STORED RECORDS>
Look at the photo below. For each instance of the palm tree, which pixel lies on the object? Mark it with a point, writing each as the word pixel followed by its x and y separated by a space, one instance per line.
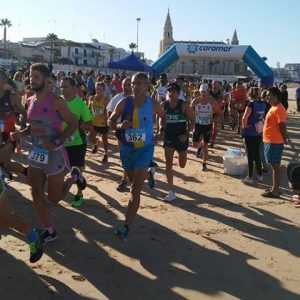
pixel 132 46
pixel 111 52
pixel 52 38
pixel 5 23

EXERCISE OBJECTIVE> Rewrite the lines above with "palm tree" changed to "coconut tree" and nothing else altered. Leave the picture out.

FULL ANSWER>
Look at the photo below. For each instance of the coconut tree, which pixel lies on the object? Mark it with a point, writing each as the word pixel followed by its x and y separated by a space, one instance per line.
pixel 132 46
pixel 111 52
pixel 52 38
pixel 5 23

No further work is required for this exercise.